**Records for processing**
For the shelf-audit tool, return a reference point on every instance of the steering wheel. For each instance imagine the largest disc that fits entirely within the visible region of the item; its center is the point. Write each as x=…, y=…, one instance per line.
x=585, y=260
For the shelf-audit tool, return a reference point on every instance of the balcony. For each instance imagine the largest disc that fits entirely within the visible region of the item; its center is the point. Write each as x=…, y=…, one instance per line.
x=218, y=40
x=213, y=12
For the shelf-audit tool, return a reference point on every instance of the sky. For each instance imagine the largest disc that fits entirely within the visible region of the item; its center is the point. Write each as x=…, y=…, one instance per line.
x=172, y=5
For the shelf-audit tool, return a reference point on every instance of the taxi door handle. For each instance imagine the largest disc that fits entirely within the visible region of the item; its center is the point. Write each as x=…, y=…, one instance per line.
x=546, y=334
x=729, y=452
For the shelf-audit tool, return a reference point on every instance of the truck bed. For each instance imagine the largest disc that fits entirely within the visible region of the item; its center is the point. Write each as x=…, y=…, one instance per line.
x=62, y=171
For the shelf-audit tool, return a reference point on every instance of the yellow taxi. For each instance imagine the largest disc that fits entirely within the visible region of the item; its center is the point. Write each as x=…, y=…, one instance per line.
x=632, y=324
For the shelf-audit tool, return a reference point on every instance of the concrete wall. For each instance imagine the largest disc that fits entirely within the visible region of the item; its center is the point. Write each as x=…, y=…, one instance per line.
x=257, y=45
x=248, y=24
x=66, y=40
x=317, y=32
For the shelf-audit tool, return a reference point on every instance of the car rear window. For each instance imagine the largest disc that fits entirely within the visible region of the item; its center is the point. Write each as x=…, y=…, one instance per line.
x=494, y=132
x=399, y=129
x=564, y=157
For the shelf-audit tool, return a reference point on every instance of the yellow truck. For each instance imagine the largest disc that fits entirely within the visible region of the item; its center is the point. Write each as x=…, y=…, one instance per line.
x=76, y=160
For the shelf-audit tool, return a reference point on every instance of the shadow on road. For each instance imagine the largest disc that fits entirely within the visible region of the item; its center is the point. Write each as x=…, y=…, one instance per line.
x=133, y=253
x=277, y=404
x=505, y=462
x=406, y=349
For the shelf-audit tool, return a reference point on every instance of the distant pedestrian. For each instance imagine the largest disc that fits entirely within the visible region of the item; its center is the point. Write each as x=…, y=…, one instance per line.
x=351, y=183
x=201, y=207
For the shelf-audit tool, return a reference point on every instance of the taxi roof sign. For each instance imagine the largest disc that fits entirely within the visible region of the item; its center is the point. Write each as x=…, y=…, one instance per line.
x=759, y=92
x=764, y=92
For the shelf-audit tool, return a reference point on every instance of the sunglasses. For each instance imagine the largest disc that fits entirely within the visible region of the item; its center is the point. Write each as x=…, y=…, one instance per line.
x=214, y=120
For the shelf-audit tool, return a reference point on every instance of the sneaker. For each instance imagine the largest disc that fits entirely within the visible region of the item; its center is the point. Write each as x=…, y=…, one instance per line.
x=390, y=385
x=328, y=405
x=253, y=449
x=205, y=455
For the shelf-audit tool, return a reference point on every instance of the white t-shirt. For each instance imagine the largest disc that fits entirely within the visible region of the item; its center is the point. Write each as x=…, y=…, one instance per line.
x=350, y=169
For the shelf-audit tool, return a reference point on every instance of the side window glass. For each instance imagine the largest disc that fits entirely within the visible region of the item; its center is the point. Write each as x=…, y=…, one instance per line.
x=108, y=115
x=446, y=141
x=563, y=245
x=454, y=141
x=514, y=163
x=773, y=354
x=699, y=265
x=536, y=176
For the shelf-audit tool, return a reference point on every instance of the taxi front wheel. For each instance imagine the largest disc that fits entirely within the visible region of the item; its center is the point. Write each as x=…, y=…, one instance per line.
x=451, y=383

**Exercise description**
Could you format every line of the data above as a JSON list of strings, one string per line, with blank lines left out?

**Response to this exercise**
[
  "For the shelf-audit tool, return a reference point on every instance of the steering wheel. For each instance imagine the largest disc that fits entirely within the visible region of the item; its center is the point. Write each as x=…, y=…, one instance per line.",
  "x=585, y=260",
  "For the shelf-audit tool, return a reference point on every instance of the balcony. For each instance imagine the largest disc that fits entirely within the visible region of the item; its center is the point. Write each as x=…, y=…, one instance per line.",
  "x=218, y=40",
  "x=213, y=12",
  "For the shelf-audit tool, return a reference point on every instance of the sky. For each instance imagine the largest disc that fits entirely within the visible region of the item; its center is the point. Write each as x=…, y=…, one instance per line.",
  "x=172, y=5",
  "For the shelf-audit tool, return a reference point on every instance of the taxi door handle. For each instance imagine the largest disc that fits entirely within the visible region of the item; its center is the point. Write each as x=…, y=…, one instance per line.",
  "x=546, y=334",
  "x=729, y=452",
  "For the shelf-audit tool, return a reference point on every instance of the truck bed. For each instance imagine the largest disc that fits entirely within the visible region of the item; its center is the point. Write each as x=…, y=…, one instance per line.",
  "x=62, y=171",
  "For the shelf-audit tool, return a reference point on every instance of the yellow taxi. For each instance imagine the largest disc that fits entirely within the visible region of the item; its center is the point. Write each as x=…, y=…, one instance per line.",
  "x=632, y=324",
  "For the shelf-audit tool, return a reference point on every instance of the concrete wall. For each instance imagine the largest disc that fits entirely within the visible region of the item; its center is the point. Write each as x=…, y=…, one instance per line.",
  "x=257, y=45",
  "x=248, y=24",
  "x=66, y=40",
  "x=317, y=32",
  "For the shelf-audit tool, return a reference point on every instance of the car rear window. For each instance imagine the largest disc that fits entirely within the visible region of the item; its center is the point. Write each as x=…, y=…, one instance per line.",
  "x=494, y=132",
  "x=399, y=129",
  "x=564, y=157",
  "For the shelf-audit tool, return a reference point on every instance of the yellow truck. For each instance imagine the largest disc that fits entirely within the visible region of the item; its center is the point. Write each as x=…, y=…, one instance per line.",
  "x=76, y=160",
  "For the shelf-audit tool, return a reference point on every instance of the shadow on road. For each instance imagine the largest disc that fits entirely within the visible region of the item; its center is the point. Write each as x=…, y=…, one instance per line.",
  "x=133, y=253",
  "x=277, y=404",
  "x=505, y=462",
  "x=406, y=349",
  "For the shelf-audit tool, return a reference point on every instance of the distant pedestrian. For each instance imagine the largest disc that fits entirely within the visible region of the item; its center is the point. Write each as x=…, y=…, one instance per line.",
  "x=351, y=183",
  "x=201, y=207",
  "For the shelf-audit tool, return a reference point on every instance of the taxi roof sign. For each instance imagine the largest disc that fits entirely within the visible region of the item; its center is the point. Write each as x=…, y=…, one instance per line.",
  "x=759, y=92",
  "x=764, y=92",
  "For the shelf-audit tool, return a reference point on every instance of the sunglasses. For each instance imagine the largest disc that fits entirely within the visible region of the item; its center is the point. Write each as x=…, y=…, one instance per line.",
  "x=214, y=120",
  "For the shelf-audit tool, return a reference point on every instance of the sneaker. For each instance imagine the largest disc that fits entirely within the visible region of the item; its center is the point. Write each as x=…, y=…, one instance per line.",
  "x=390, y=385",
  "x=328, y=405",
  "x=253, y=449",
  "x=205, y=455",
  "For the shelf-audit tool, return a reference point on every instance of the white t-shirt. For each instance imagine the largest disc that fits entirely within the visible region of the item; its center is the point. Write each as x=…, y=…, one instance per line.",
  "x=350, y=169",
  "For the shelf-audit tool, return a reference point on every instance of the side window glass. For each instance imagine the largest disc that fits entirely within the visible region of the item; its center is the point. Write each as x=…, y=…, one instance per line.",
  "x=108, y=115",
  "x=446, y=141",
  "x=563, y=245",
  "x=454, y=141",
  "x=514, y=163",
  "x=773, y=354",
  "x=699, y=265",
  "x=536, y=176",
  "For the shelf-audit tool, return a reference point on every instance of the taxi front wheel. For each instance imagine the largest disc that fits entirely within the visible region of the item; its center is the point. Write each as x=…, y=…, one instance per line.",
  "x=451, y=383"
]